From the glutamate decarboxylase text, list each compound that was bound to the dimeric apoenzyme but did not restore the enzyme's quaternary structure.

Provided passage -
>>>>
Interaction of glutamate decarboxylase with its adequate substrate and some quasi-substrates was studied by spectrokinetic, quantum-chemical and some other approaches. It was shown that in the course of decarboxylation an abortive transamination of pyridoxal-5'-phosphate leading to the enzyme inactivation does occur. Identification of intermediate coenzyme-substrate complexes allowed to formulate a model of enzymatic decarboxylation taking into account both the main and abortive reactions. The analysis of electronic structure of the intermediates revealed some of the factors determining the functional specificity of the reaction under study.

[Effects of pyridoxal-phosphate and its 4'- and 5'-substituted analogs on macromolecular structure of Escherichia coli glutamate decarboxylase]. / Vliianie pirodoksal'fosfata i ego 4'- i 5'-zameshchennykh analogov na makromolekuliarnuiu strukturu glutamatdekarboksilazy Escherichia coli.

Interactions of pyridoxal phosphate and its analogs (at pH 6.0) with dimeric glutamate apodecarboxylase (E. coli) were examined by spectrophotometric and CD-titration and by gel electrophoresis. It was shown that 5 equivalents of pyridoxal-phosphate fully restore the catalytic activity and optical properties of the enzyme, whereas 3 equivalents of the coenzyme suffice for reconstitution of the hexameric structure. Similar amounts of the 2 nor PLP adn 5'-methtyl PLP restore the hexameric macromolecule. 15 equivalents of pyridoxine phosphate or 54 -- of pyridoxamine phosphate are required for complete saturation of the apoenzymes binding sites and concomitant reconstitution of the hexameric structure. 5'-deoxy-5'-carboxymethyl pyridoxal, 5'-deoxy-5'-phosphonomethyl pyridoxal and cis-5'-deoxy-5'-phosphonomethylen pyridoxal were merely bound to the dimeric apoenzyme, but failed to restore the enzyme's quaternary structure. Pyridoxal, trans-5'-deoxy-5'-posphonomethylen pyridoxal and pyridoxine analogs substituted in position 5' with carboxyl or phosphonyl group did not interact with the apodecarboxylase.
<<<<
Dataset excerpts:
>>>>
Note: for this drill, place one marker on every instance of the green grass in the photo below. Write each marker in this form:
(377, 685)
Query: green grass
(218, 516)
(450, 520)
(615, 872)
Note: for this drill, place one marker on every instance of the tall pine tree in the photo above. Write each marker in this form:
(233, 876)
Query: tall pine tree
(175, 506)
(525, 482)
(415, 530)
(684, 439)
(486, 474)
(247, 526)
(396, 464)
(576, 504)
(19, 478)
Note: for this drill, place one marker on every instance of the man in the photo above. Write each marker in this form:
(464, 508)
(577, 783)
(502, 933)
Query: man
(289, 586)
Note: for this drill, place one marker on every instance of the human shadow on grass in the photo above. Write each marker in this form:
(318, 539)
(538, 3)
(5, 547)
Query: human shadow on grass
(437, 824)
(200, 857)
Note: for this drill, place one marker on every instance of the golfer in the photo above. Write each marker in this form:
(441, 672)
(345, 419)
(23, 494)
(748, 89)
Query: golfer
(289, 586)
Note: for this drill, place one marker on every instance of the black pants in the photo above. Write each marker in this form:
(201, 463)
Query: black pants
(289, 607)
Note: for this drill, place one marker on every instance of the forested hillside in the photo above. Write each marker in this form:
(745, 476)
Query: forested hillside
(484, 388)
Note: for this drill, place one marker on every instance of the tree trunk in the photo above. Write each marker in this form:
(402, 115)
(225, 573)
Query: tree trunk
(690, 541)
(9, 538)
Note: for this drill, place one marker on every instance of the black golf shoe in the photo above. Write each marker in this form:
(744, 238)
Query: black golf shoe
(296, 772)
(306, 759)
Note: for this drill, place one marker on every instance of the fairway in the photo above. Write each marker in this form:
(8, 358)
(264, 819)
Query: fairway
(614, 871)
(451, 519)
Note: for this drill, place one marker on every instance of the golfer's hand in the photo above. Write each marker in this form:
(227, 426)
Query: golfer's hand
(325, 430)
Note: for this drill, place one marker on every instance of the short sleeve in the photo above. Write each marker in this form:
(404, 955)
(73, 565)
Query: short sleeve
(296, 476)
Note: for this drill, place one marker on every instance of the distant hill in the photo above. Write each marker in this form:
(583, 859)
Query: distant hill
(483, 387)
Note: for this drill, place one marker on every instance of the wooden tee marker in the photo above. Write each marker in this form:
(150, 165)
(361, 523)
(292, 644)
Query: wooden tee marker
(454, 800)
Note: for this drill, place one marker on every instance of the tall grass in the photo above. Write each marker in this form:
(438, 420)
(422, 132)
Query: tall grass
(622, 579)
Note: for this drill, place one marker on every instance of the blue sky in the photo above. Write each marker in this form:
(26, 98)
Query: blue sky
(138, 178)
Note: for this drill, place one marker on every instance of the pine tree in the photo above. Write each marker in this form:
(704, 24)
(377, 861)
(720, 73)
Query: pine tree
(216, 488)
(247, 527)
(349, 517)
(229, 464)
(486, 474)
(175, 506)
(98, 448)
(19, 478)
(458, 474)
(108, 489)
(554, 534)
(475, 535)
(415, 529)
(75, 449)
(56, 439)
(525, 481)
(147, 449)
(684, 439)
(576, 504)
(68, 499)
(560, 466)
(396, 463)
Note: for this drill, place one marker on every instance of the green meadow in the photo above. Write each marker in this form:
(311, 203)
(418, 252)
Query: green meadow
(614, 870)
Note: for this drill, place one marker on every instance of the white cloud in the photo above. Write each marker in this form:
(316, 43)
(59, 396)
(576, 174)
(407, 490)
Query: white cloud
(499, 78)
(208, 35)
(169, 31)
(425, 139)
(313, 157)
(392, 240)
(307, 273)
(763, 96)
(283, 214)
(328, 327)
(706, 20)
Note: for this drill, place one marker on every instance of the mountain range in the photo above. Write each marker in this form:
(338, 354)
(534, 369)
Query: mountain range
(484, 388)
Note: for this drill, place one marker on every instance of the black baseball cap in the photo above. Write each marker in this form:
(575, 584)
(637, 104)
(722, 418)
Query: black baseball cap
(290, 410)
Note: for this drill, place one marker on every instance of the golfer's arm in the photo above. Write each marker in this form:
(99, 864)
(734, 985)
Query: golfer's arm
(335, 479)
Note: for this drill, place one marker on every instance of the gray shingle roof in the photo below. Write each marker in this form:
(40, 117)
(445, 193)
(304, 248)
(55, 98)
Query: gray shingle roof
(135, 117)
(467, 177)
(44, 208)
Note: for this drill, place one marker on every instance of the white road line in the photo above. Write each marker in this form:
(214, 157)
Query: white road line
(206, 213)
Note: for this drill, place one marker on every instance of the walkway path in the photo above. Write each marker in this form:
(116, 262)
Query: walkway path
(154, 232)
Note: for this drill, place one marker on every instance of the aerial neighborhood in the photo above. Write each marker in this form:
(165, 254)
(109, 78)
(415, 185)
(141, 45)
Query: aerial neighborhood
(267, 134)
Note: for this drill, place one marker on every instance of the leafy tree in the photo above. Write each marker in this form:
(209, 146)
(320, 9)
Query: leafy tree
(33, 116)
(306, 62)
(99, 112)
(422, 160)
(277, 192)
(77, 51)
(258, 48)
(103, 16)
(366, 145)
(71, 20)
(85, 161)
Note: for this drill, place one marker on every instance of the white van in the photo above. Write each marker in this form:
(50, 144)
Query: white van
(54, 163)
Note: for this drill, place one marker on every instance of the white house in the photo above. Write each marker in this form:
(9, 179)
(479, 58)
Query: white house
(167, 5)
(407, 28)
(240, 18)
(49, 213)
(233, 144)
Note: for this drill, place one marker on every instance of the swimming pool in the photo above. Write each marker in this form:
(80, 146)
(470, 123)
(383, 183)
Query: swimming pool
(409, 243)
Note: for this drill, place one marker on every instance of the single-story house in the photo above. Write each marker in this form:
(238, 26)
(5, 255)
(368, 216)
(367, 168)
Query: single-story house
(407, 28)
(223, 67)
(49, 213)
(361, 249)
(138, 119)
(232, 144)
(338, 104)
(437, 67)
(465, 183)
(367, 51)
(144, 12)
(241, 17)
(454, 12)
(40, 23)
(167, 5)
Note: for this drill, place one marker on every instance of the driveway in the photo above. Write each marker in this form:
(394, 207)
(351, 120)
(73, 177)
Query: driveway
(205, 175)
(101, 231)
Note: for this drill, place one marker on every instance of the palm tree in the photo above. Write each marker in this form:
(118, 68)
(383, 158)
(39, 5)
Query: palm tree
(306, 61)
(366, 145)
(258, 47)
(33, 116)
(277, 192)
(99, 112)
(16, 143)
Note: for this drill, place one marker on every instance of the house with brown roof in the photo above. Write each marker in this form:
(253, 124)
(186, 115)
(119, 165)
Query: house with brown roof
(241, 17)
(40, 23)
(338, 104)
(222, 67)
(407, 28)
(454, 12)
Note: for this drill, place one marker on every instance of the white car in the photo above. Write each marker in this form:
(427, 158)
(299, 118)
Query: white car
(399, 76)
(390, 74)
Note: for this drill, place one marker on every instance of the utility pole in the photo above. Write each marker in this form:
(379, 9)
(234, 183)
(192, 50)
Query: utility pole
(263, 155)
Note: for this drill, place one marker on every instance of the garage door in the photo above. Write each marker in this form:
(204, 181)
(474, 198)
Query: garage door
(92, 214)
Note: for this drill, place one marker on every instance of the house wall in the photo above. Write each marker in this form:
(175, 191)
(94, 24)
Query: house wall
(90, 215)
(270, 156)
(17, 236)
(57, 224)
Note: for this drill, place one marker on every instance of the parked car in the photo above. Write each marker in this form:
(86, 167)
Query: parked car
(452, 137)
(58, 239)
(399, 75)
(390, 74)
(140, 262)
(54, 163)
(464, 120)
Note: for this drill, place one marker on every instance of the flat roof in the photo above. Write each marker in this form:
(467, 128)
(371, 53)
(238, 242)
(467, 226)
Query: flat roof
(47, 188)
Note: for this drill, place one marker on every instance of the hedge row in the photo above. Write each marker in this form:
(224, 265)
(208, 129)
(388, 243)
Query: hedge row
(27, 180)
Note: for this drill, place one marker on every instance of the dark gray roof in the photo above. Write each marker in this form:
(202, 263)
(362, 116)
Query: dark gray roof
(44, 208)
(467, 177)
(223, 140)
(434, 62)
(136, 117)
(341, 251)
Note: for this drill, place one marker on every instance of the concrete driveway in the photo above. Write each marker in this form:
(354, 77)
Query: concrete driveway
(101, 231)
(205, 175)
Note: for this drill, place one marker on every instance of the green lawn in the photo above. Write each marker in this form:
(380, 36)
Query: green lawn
<<<<
Exercise output -
5'-deoxy-5'-carboxymethyl pyridoxal
5'-deoxy-5'-phosphonomethyl pyridoxal
cis-5'-deoxy-5'-phosphonomethylen pyridoxal